Everyone had given up on him, but his
mother felt he could be saved. She went to a
local palm reader, and the woman told her,
“Don’t worry about your son. He will survive. He will walk with kings. He will travel
to most of the corners of the earth. And your
name will be carried all over the world.”
Following the advice of the soothsayer, the
mother returned home and told her husband to
cast the shoebox out; their son would live.
It would not be the last time that something—call it fate, chance or luck—would help
Sidney Poitier beat the odds.
“Often [in my life] it seemed that something—some mysterious force—walked me
through a difficult patch or covered my back
at a crucial point,” he says.
The child did not die, but thrived.
Growing up on Cat Island, a narrow slice of
land in the Bahamas, under conditions that
would be considered primitive at best, he not
only made do with his limited surroundings,
but used that simple lifestyle to forge a powerful sense of himself—who he was, what he
believed in, what sort of man he would
become—that would endure throughout
every challenge he was to face in his life.

### Raw data
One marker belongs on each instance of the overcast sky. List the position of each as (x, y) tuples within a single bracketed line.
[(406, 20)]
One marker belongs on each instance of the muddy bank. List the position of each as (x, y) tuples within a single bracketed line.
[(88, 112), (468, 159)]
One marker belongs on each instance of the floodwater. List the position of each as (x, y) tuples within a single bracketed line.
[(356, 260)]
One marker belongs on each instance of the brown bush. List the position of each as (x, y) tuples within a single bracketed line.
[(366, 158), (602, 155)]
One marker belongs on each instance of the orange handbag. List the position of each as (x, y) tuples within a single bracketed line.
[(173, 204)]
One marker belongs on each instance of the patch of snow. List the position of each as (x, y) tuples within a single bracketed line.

### Task instructions
• a. According to the passage about Sidney Poitier, where did he grow up?
• b. Please write the next part of the passage about Sidney Poitier, picking up right after its final sentence.

### Answers below
• a. On Cat Island, a narrow slice of land in the Bahamas.

• b.
Later he would carry that awareness into
the theater world, where it became a personal
standard, applicable to creative excellence
and professional competitiveness. He received the highest accolades and went further
than even he could have dreamed.
But to accomplish all this, it took everything in Poitier’s power—this sense of himself, the talent he possessed, plus a generous
sprinkling of luck that, he indicates, perhaps
played the largest part of all.
“So much of life, it seems to me, is determined by pure randomness,” he says.